TASK STATEMENT:
According to the food bank text below, how often are Jewish Food Bank hampers delivered to people who cannot pick them up in person?

In March 2013, 833,098 persons were served by food banks in Canada. Food bank use remains high and many Canadians depend on food banks for weekly, semi-monthly or monthly grocery items in order to put food on the table. One-half of the families being served include children and close to one-half are two-parent families. More than one-third of food bank recipients are children, many of whom are school age and go to bed hungry.
In Richmond, 1,300 persons are served each week by the Richmond Food Bank. Of the 1,300 recipients, there are 524 persons who actually attend this food bank and they represent 2.4 persons per household. The majority are seniors and people with mental health issues. These groups usually visit each week. Others who use the food bank are on low incomes and use the service as needed. Users must be Richmond residents. Once residency is proven, recipients are granted food packages on an honor system. The average value of a food hamper is about $100 and the food bank tries to ensure the five basic food groups are included.
The Jewish Food Bank in Vancouver serves 350 persons, of whom 55 are children under 18 years of age, and 95 are seniors. If, as it is estimated, 16% of the Jewish community lives on or below the poverty level, it is possible that many in need are not being served or are being served by other organizations. The value of each Jewish Food Bank hamper for a single individual, for example, is $54. Larger family units receive more food. This is in addition to food vouchers supplied by Jewish Family Service Agency. Food that is made available is seen as “supplementary,” enough to fill the gap until the next pay cheque or income. Food hampers are delivered every two weeks to those unable to attend for personal pick up.

DATASET:
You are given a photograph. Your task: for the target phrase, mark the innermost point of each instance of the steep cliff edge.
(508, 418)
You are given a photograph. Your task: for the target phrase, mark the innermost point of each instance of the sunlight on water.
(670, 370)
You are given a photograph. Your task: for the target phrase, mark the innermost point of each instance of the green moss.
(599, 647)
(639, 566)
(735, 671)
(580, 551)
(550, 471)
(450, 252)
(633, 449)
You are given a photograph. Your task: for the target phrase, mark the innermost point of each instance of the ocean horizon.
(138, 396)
--
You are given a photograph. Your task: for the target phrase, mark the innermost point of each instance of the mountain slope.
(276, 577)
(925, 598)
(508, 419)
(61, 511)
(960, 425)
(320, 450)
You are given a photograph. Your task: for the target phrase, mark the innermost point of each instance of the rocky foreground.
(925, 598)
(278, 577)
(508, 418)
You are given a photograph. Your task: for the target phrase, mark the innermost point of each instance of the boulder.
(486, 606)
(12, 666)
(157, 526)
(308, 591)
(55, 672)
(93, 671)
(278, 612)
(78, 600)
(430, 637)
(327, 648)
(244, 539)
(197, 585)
...
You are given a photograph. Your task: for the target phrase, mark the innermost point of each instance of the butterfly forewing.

ANSWER TO THE TASK:
Every two weeks.